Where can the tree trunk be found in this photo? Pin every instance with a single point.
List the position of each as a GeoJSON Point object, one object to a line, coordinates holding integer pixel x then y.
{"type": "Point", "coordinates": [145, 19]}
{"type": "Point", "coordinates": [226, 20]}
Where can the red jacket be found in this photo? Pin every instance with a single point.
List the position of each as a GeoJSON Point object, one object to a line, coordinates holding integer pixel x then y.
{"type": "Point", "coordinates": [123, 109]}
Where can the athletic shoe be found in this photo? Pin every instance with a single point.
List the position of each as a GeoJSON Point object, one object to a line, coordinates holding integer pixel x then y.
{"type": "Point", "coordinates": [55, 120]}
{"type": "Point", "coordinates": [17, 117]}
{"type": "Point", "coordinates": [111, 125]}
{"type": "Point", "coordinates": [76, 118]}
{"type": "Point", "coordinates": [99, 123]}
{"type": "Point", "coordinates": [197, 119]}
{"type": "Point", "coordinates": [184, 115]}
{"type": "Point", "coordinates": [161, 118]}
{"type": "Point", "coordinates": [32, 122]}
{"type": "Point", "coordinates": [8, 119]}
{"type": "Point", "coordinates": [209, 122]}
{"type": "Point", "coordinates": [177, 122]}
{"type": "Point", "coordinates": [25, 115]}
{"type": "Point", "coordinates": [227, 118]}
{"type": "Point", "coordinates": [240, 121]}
+++++
→ ASSIGNMENT
Word for word, write out every record in the listing.

→ TASK SOLUTION
Where can the tree trunk be found in this photo? Pin every instance with a single point.
List the position of each as a GeoJSON Point object, one object to a line, coordinates holding integer pixel x then y.
{"type": "Point", "coordinates": [145, 19]}
{"type": "Point", "coordinates": [226, 20]}
Where can the red jacket be found in this photo? Pin every instance with a single point.
List the position of each as a GeoJSON Point object, one object to a line, coordinates holding integer pixel x then y.
{"type": "Point", "coordinates": [123, 109]}
Where can the athletic shoe be found in this photo? Pin every instance with a single point.
List the position of each as a GeoJSON Point object, one object to a line, coordinates holding integer pixel x then y.
{"type": "Point", "coordinates": [55, 120]}
{"type": "Point", "coordinates": [17, 117]}
{"type": "Point", "coordinates": [111, 125]}
{"type": "Point", "coordinates": [76, 118]}
{"type": "Point", "coordinates": [99, 123]}
{"type": "Point", "coordinates": [197, 119]}
{"type": "Point", "coordinates": [184, 115]}
{"type": "Point", "coordinates": [161, 118]}
{"type": "Point", "coordinates": [32, 122]}
{"type": "Point", "coordinates": [8, 119]}
{"type": "Point", "coordinates": [209, 122]}
{"type": "Point", "coordinates": [177, 122]}
{"type": "Point", "coordinates": [25, 115]}
{"type": "Point", "coordinates": [227, 118]}
{"type": "Point", "coordinates": [240, 121]}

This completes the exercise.